[[ The data open ]]

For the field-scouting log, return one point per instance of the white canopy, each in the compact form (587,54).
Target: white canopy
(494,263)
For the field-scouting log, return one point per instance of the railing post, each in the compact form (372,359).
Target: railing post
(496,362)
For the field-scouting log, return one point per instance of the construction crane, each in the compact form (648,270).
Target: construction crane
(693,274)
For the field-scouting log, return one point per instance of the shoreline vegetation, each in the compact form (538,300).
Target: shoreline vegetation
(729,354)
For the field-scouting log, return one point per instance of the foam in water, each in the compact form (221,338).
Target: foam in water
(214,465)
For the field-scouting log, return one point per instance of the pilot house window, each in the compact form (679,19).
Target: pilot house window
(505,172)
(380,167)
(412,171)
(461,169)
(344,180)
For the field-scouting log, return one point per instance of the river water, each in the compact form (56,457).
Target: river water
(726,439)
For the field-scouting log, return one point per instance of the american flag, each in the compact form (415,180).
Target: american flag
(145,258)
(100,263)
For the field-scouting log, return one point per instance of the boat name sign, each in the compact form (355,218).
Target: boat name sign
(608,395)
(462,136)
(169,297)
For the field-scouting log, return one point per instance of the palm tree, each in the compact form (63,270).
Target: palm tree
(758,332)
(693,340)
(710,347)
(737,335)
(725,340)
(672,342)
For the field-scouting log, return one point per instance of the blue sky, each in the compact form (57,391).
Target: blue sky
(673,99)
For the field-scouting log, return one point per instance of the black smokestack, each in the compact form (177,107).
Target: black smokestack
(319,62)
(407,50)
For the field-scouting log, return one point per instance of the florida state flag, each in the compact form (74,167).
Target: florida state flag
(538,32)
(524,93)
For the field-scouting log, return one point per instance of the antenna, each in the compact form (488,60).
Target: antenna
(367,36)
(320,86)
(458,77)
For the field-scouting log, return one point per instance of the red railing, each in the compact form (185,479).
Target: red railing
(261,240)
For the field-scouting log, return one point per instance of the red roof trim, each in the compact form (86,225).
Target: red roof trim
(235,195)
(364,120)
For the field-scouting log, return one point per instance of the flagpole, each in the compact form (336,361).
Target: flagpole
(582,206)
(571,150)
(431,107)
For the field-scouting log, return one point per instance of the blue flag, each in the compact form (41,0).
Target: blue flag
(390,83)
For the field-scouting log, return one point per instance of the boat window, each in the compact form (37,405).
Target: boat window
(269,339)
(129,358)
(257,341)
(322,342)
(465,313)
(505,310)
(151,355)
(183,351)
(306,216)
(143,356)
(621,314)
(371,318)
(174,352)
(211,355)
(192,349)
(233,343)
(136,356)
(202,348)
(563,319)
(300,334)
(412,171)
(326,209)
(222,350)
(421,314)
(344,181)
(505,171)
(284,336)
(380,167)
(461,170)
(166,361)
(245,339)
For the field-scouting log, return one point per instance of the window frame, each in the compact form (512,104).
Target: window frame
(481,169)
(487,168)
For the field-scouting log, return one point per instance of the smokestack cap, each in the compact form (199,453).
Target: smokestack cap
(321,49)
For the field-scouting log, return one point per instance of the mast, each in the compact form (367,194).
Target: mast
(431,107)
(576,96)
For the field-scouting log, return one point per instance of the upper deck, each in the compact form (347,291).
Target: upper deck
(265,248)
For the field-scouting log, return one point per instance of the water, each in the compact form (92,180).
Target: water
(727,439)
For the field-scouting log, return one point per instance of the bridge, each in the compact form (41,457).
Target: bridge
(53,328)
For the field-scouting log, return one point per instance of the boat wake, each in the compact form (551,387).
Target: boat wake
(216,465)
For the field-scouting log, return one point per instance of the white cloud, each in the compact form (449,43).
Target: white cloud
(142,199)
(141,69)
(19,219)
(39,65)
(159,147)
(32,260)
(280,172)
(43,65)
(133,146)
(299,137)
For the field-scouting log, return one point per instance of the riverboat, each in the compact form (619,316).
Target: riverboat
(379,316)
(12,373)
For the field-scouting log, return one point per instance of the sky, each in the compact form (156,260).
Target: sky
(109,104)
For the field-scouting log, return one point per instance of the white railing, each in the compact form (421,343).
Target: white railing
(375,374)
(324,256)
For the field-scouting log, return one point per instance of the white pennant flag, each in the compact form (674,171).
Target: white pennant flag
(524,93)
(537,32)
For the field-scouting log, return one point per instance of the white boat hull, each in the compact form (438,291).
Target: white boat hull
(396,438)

[[ The data closed ]]

Exercise instructions - Your answer should consist only of the lines from the one with "Target: sky" through the last line of the entries above, retyped exactly.

Reply -
Target: sky
(109,104)
For the field-scouting log, return one point per instance of the white railing, each in the compact form (421,343).
Target: white railing
(375,374)
(324,256)
For the field-scouting log, return one point per instance of the white pennant flag, each in the compact form (674,171).
Target: white pennant flag
(524,93)
(537,32)
For the field-scouting log, return one point per instance of the white boat hull, each in the compact form (438,291).
Target: white boat hull
(396,438)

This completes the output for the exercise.